[start of Records for this task]
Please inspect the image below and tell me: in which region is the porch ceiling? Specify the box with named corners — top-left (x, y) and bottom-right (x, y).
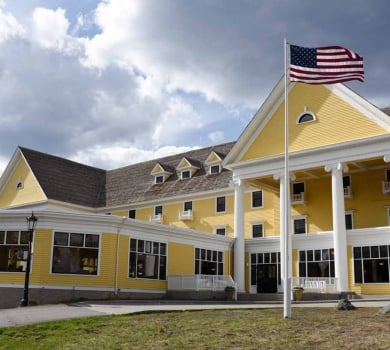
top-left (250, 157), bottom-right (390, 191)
[end of Records for this task]
[start of Records for this task]
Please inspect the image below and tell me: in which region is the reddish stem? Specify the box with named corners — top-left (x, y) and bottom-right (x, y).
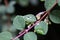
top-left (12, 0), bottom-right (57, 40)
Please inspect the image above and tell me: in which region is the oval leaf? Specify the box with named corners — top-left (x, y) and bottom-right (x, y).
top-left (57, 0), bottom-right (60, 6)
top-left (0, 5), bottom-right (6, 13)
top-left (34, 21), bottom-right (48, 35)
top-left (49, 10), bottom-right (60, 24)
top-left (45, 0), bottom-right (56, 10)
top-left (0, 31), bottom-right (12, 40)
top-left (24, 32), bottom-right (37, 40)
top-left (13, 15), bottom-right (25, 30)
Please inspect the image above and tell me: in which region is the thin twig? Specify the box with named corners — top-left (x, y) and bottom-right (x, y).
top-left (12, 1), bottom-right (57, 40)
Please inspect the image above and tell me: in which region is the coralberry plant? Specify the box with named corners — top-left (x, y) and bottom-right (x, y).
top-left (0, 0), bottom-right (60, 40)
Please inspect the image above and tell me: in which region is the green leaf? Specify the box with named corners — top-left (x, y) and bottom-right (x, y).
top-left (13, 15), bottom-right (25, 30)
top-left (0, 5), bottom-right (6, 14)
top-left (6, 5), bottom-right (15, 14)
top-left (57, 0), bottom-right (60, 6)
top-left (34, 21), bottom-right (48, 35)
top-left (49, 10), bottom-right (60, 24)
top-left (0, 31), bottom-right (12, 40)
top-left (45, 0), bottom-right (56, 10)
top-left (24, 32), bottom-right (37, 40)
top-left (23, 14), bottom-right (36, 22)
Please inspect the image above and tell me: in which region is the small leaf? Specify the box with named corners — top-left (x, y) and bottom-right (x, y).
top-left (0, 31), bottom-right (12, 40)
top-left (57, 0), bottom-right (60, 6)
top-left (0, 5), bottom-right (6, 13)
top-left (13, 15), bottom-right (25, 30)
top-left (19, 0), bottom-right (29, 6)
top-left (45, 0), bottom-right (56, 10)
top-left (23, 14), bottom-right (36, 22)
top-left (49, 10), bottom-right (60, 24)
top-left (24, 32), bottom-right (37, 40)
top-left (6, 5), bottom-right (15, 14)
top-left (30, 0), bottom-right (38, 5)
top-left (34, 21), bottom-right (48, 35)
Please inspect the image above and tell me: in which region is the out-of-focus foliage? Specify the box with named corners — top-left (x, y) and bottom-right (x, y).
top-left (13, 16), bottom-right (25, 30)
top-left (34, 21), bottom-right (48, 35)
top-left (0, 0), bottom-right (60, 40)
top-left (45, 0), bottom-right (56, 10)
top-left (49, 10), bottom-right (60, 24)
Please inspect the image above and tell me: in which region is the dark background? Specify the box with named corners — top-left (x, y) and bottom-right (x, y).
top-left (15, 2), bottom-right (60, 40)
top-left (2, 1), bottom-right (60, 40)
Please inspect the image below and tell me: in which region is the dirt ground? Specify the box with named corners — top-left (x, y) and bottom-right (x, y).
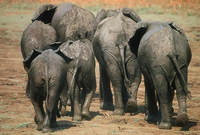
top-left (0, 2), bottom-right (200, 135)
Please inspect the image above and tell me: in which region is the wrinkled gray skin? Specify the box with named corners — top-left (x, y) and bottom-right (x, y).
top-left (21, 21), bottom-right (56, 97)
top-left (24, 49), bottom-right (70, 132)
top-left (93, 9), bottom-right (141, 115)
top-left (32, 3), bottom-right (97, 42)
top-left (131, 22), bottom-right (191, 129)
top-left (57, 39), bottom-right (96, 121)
[end of Records for this task]
Problem to work on - Arrange the records from the line with "is the reddish" through the line with "top-left (12, 0), bottom-right (57, 40)" as a JSON list of strings, one string per line, with blank lines dropped. Leave out the picture.

Task response -
[
  "Please inspect the image below and tell me: in which region is the reddish stem? Specify the box with named corners — top-left (x, y) and bottom-right (x, y).",
  "top-left (12, 0), bottom-right (57, 40)"
]